▶ **TEXTE DE LECTURE**
Catherine Millet
Écrivain, critique d’art et commissaire d’exposition
« Notre rencontre remonte au temps où elle était encore galeriste, dans les années 80. Depuis, j’ai souvent écrit à propos de son travail. Ce qui m’a interpellée, c’est qu’elle était l’une des premières femmes photographes à faire des photos érotiques. Je me souviens de l’audacieuse série « Chambre close », en 1992, pour laquelle elle a choisi ses modèles au hasard dans la rue, leur demandant de la suivre dans une chambre d’hôtel. Elle porte sur les femmes un regard érotique très différent de celui des hommes. Je la trouve très nature, très directe dans sa façon de s’exprimer. La série que j’aime le plus est sans doute « Gender Studies », qui présente des gens en train de changer de sexe, car j’aime quand l’identité est dans un entre-deux. J’en ai d’ailleurs une affiche dans mon bureau. Un jour, j’aimerais la mettre au défi de photographier des hommes très virils. Que serait-elle capable de faire face à un homme très masculin ? »
Jacques Henric
Romancier
« Il me semble avoir rencontré Bettina à l’occasion de la série « Modern Lovers », en 1990. Nous avons, depuis, gardé des liens et je continue d’avoir la plus grande admiration pour son travail. Je partage avec elle un grand amour des femmes. Lacan disait : « On est hétérosexuel quand on aime les femmes, qu’on soit homme ou femme », et Bettina est justement une hétérosexuelle qui aime profondément les femmes. Elle va directement à l’essentiel en photographiant leur corps, qu’elles soient mannequins, actrices, détenues ou anonymes. On dit parfois qu’elle s’est inspirée d’Helmut Newton, mais ce n’est pas vrai, car elle s’intéresse presque exclusivement à la féminité. Au XIXe siècle, on disait que les femmes étaient les seules à avoir un sexe et je crois que Bettina a toujours compris ça. J’aimerais lui demander si elle considère que son regard sur la femme est le même que celui d’un homme. Si c’était le cas, cela prouverait alors ma théorie lacanienne ! »
Linda Pinto
Décoratrice
« J’ai l’impression de connaître Bettina depuis toujours, au point que je ne saurais plus dire quand nous nous sommes rencontrées. Cela remonte à plus de vingt ans. Je suis fascinée par la complexité de son imaginaire, mais aussi par tout le travail, tous les préparatifs que chaque photo implique. Certains clichés ont l’air dur, tourmenté, perturbé, ce que Bettina n’est absolument pas. C’est un esprit libre, elle est belle, indépendante, déterminée, intelligente et c’est aussi une amie fidèle. Son exposition à la MEP était extraordinaire, pleine d’émotion et de provocation. Ç’a été pour moi l’occasion de revoir certaines photos que j’aime tout particulièrement comme celle de Kristin Scott Thomas qui retire sa perruque blonde, celle de Kim, ce garçon qui se vit en fille, mais qui s’est rhabillé en homme pour la photo, ou cet « autoportrait » de la comédienne Valeria Golino. Si j’avais une question pour Bettina, ce serait : par qui aimerait-elle être photographiée ? »

▶ **ÉNONCÉ DU PROBLÈME**
Dans les témoignages ci-dessus, pourquoi Jacques Henric conteste-t-il l'idée que Bettina se serait inspirée d'Helmut Newton ? Expliquez-le en une à trois phrases.

▶ **MATÉRIEL FOURNI**
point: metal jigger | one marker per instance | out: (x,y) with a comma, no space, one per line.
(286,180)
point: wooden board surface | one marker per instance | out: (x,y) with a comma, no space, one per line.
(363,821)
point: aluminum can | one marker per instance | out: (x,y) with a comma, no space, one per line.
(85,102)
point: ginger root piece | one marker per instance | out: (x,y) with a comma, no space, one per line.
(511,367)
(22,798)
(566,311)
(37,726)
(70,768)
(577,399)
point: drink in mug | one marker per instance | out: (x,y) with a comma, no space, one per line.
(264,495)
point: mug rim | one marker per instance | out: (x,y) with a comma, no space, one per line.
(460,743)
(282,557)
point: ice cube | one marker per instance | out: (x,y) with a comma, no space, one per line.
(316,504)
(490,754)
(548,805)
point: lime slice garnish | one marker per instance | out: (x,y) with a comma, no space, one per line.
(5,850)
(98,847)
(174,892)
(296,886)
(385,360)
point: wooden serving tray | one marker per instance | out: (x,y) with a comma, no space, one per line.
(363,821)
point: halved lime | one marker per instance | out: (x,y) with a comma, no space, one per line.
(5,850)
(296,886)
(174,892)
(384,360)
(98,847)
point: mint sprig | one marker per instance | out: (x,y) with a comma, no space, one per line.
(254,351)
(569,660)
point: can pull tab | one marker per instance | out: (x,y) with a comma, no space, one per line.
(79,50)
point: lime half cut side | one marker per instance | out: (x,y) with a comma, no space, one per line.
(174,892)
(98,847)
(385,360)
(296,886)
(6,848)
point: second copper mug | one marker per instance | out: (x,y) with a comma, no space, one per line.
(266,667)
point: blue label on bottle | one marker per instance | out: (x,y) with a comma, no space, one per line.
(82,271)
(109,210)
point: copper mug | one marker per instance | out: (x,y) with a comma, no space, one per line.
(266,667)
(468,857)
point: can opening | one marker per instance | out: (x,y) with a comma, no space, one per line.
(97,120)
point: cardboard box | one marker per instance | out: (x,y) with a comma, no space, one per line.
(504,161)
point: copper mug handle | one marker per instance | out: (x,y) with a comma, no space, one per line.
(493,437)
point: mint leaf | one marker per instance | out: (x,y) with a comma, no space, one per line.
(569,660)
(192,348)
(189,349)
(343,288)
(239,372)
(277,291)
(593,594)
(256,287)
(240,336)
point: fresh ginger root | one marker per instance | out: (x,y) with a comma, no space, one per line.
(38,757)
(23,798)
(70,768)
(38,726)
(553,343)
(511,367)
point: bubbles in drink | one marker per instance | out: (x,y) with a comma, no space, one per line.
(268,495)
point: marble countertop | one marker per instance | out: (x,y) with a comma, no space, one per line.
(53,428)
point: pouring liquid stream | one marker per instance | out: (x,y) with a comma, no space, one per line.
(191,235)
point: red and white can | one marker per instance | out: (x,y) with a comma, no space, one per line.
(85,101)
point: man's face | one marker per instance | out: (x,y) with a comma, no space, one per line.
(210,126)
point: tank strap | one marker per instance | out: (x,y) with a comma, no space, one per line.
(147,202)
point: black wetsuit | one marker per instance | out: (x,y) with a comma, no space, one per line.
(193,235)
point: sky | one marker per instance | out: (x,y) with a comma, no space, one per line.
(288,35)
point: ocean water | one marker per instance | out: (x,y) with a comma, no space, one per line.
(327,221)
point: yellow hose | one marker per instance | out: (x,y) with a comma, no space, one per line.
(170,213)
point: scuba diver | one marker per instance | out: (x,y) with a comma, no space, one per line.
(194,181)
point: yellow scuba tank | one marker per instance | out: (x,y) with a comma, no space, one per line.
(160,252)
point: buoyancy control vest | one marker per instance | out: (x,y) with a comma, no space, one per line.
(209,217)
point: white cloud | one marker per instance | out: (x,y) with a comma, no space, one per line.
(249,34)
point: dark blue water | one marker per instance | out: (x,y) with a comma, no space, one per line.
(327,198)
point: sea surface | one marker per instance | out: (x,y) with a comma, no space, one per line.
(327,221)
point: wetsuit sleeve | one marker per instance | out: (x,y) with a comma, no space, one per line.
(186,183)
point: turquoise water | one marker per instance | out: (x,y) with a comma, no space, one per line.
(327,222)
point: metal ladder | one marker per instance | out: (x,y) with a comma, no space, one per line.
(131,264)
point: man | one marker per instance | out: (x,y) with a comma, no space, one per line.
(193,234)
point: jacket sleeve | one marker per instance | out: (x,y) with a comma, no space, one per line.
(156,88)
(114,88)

▶ **EXERCICE CORRIGÉ**
Jacques Henric estime que cette idée est fausse, car Bettina s'intéresse presque exclusivement à la féminité.